- _Set task_: Write out the records below word for word, from the line containing "Target: chrome headlight housing" through the line containing "(1248, 240)", both lines included, and nothing else.

** begin Task data **

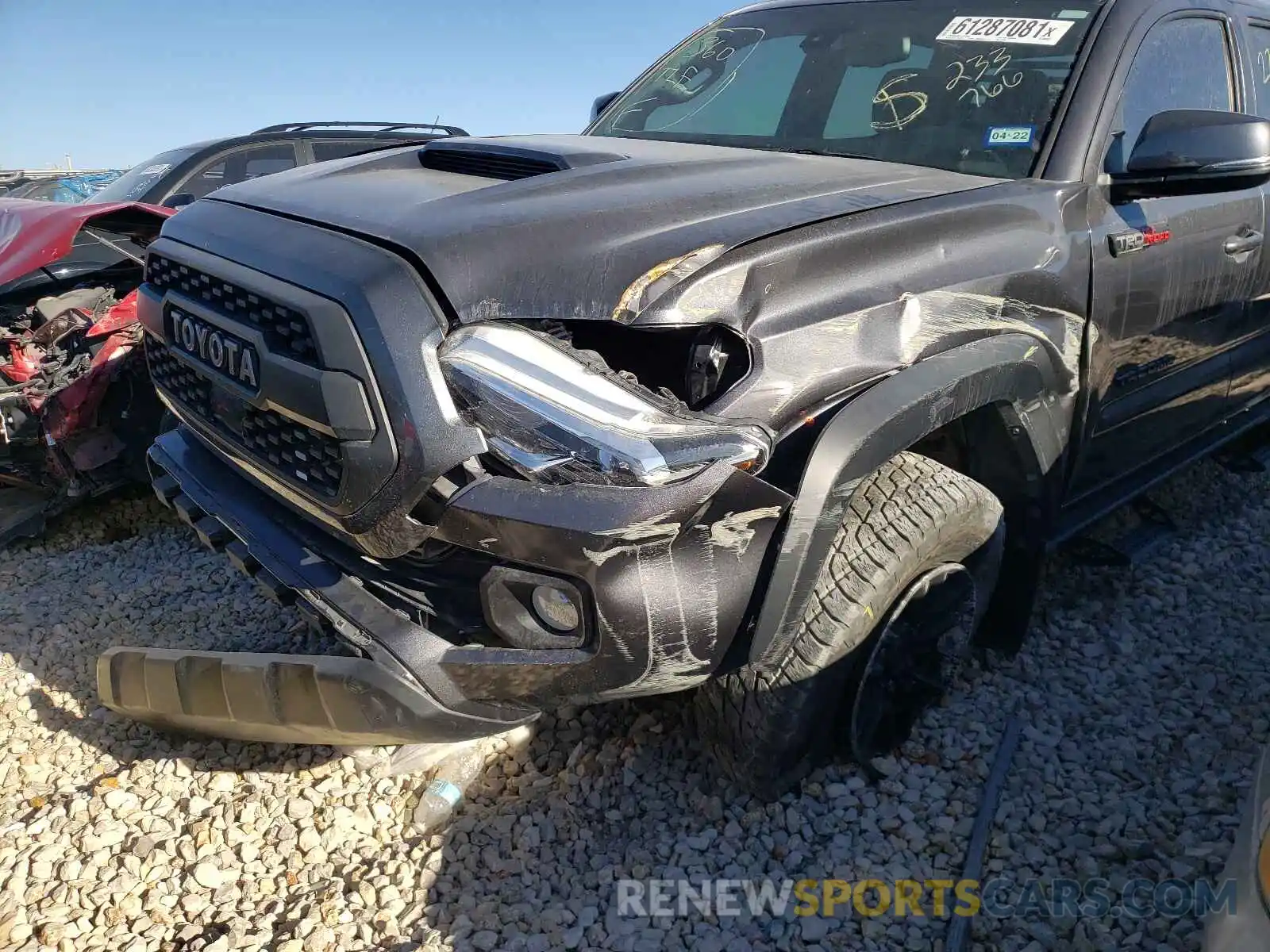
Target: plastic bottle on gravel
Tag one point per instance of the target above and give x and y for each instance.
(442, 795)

** end Task data **
** begin Task data **

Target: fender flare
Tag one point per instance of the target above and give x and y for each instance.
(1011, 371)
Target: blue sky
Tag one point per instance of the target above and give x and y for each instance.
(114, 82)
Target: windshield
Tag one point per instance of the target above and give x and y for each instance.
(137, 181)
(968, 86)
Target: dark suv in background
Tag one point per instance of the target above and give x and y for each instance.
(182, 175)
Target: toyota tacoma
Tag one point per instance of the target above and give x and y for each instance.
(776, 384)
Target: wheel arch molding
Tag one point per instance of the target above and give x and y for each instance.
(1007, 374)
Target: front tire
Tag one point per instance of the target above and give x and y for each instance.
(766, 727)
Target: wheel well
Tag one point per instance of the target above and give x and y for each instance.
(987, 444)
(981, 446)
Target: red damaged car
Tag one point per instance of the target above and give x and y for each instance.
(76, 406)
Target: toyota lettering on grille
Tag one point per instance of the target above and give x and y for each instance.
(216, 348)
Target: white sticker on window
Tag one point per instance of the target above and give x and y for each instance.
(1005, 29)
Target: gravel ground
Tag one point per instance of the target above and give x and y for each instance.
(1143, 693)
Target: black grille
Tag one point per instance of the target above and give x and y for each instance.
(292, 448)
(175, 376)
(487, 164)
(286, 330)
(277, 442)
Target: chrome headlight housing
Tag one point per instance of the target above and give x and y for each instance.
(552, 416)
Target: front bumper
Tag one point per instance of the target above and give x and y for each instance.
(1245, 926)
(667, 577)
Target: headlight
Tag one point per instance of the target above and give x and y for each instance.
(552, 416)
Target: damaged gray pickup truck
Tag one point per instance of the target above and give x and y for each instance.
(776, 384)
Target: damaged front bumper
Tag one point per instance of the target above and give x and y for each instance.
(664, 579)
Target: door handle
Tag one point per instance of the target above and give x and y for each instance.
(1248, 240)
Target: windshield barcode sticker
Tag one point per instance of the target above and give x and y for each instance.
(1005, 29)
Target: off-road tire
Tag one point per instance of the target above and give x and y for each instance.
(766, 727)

** end Task data **

- _Output of the task_:
Target: chrome headlight housing
Tag one point per instance of the target above and give x and y for each instance.
(552, 416)
Target: front bumper
Tag one point per instance of the target above and give x and y for each instance.
(1245, 926)
(667, 577)
Target: headlight
Tag one point per instance of the target above and give x and y for each instance.
(552, 416)
Target: damaged gray pickup truck
Tag one point per instance of the target above and give x and y for each instance.
(776, 384)
Target: damaged front bumper
Tag one point per instance of the target above and give x and y for each instance.
(664, 579)
Target: door handle
Tag one point per instance of the target above and give x and y for each instance.
(1248, 240)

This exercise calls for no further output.